▸ **文書の抜粋**:
▼▼▼
スタンダード市場とグロース市場の違い

東京証券取引所の市場区分改革

2022年4月、東京証券取引所は市場区分を再編し、従来の東証一部、二部、マザーズ、JASDAQを、プライム、スタンダード、グロースの3市場に統合しました。この改革の目的は、企業の持続的な成長と中長期的な企業価値向上を促進することにあります。

中小型株投資家にとって重要なのは、スタンダード市場グロース市場です。これら2つの市場は、上場企業の特性や投資戦略が大きく異なるため、それぞれの特徴を理解することが重要です。

スタンダード市場の特徴

市場規模と企業数

2025年9月末時点で、スタンダード市場には約1,567社が上場しています。時価総額は数十億円から数百億円規模の企業が中心で、中小型株市場の主要な舞台となっています。

企業の特性

スタンダード市場に上場する企業は、安定した経営基盤と実績を持つ企業が多く含まれます。多くは創業から数十年の歴史を持ち、特定の業界や地域で確固たる地位を築いています。収益の安定性や配当実績を重視する投資家に適しています。

業種構成

製造業、卸売業、小売業、サービス業など、幅広い業種の企業が上場しています。特に、地方に本社を置く企業や、特定のニッチ市場で事業を展開する企業が多いのが特徴です。

投資戦略

スタンダード市場の企業は、成長性よりも安定性や割安性を重視した投資に適しています。PBR(株価純資産倍率)やPER(株価収益率)が低く、配当利回りが高い銘柄が多いため、バリュー投資の対象となります。また、事業承継やM&Aの対象となる可能性もあり、カタリストによる株価上昇も期待できます。

グロース市場の特徴

市場規模と企業数

グロース市場には約604社が上場しており、スタンダード市場に比べて企業数は少ないものの、高成長企業が集中しています。時価総額はスタンダード市場よりも小さい企業が多く、ベンチャー企業や新興企業が中心です。

企業の特性

グロース市場に上場する企業は、高い成長可能性を持つ新興企業が中心です。IT、バイオテクノロジー、フィンテック、AIなど、先端技術を活用した事業を展開する企業が多く、創業から10年未満の企業も珍しくありません。

成長性の重視

グロース市場の企業は、売上高成長率や利益成長率が高いことが特徴です。まだ黒字化していない企業も含まれますが、将来的な収益拡大を見込んで投資家から資金を集めています。

投資戦略

グロース市場の企業は、成長性を重視したグロース投資の対象となります。株価のボラティリティ(変動性)が高く、短期間で大きなリターンを得られる可能性がある一方、リスクも高いため、リスク許容度の高い投資家に適しています。

スタンダード市場とグロース市場の比較

項目 スタンダード市場 グロース市場
企業数 約1,567社 約604社
企業の特性 安定した経営基盤、実績あり 高成長企業、新興企業
時価総額 数十億円〜数百億円 数億円〜数十億円
成長性 中程度 高い
収益性 安定 変動大
配当 実施企業多い 実施企業少ない
ボラティリティ 中程度 高い
投資スタイル バリュー投資 グロース投資

市場選択のポイント

リスク許容度

リスクを抑えた安定的な投資を望む場合は、スタンダード市場の企業が適しています。一方、高いリターンを狙い、ボラティリティを許容できる場合は、グロース市場の企業が選択肢となります。
▲▲▲
▸ **参考情報**:
▼▼▼
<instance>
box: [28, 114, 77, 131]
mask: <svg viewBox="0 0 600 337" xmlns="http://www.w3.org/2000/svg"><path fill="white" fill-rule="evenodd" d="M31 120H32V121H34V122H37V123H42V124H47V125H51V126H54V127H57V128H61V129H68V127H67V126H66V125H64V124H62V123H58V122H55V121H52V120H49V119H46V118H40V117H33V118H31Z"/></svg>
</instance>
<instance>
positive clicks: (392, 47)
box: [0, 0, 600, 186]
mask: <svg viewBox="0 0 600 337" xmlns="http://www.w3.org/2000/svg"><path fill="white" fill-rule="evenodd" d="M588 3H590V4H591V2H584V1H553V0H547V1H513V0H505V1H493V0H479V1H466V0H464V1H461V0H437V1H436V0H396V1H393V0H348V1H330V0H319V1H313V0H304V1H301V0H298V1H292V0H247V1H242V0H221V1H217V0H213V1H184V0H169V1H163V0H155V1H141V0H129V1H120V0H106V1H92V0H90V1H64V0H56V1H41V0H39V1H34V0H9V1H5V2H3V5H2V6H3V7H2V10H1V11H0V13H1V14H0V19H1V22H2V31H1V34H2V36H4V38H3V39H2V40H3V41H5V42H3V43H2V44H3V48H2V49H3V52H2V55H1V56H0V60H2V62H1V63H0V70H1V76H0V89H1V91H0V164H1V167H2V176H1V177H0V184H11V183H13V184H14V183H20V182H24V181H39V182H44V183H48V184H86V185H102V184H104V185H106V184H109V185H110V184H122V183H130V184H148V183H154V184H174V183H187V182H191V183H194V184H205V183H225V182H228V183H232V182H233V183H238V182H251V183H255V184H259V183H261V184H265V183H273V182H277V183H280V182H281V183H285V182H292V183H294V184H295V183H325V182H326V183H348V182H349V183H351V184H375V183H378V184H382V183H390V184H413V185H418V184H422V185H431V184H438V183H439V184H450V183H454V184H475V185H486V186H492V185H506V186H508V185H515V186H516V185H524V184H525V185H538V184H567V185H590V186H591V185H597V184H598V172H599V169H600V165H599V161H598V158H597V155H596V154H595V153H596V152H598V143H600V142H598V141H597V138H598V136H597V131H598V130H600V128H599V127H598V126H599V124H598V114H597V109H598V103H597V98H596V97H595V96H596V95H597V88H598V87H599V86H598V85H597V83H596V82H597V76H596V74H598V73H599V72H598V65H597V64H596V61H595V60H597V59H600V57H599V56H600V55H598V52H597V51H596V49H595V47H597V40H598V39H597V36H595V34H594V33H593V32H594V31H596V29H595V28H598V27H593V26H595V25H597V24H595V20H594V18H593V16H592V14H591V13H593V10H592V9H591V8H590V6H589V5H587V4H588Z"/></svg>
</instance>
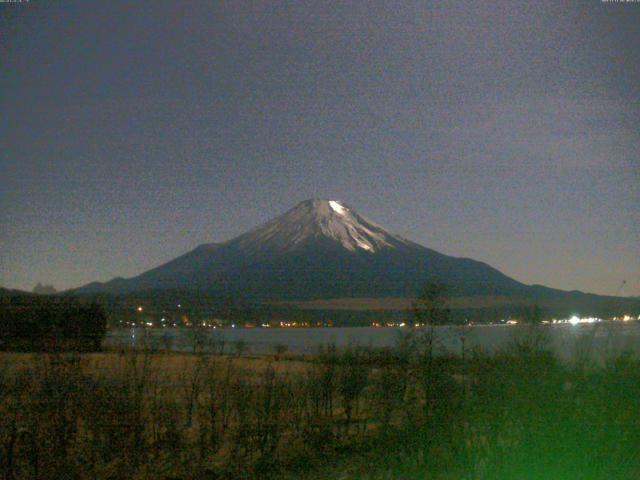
▲▲▲
▸ **課題の内容**:
1. 東証の市場区分についての文章で、2022年4月の再編で3市場に統合された従来の市場をすべて挙げてください。
2. 東証の市場区分についての文章のうち、「スタンダード市場の企業は、成」で始まり「満の企業も珍しくありません。」までの部分を、「高成長企業」を「急成長企業」に置き換えて書き直してください。
アイテムは、東証の市場区分についての文章とは別の出典から取ったものです。

▸ **各課題の解答**:
1. 東証一部、二部、マザーズ、JASDAQ

2.
スタンダード市場の企業は、成長性よりも安定性や割安性を重視した投資に適しています。PBR(株価純資産倍率)やPER(株価収益率)が低く、配当利回りが高い銘柄が多いため、バリュー投資の対象となります。また、事業承継やM&Aの対象となる可能性もあり、カタリストによる株価上昇も期待できます。

グロース市場の特徴

市場規模と企業数

グロース市場には約604社が上場しており、スタンダード市場に比べて企業数は少ないものの、急成長企業が集中しています。時価総額はスタンダード市場よりも小さい企業が多く、ベンチャー企業や新興企業が中心です。

企業の特性

グロース市場に上場する企業は、高い成長可能性を持つ新興企業が中心です。IT、バイオテクノロジー、フィンテック、AIなど、先端技術を活用した事業を展開する企業が多く、創業から10年未満の企業も珍しくありません。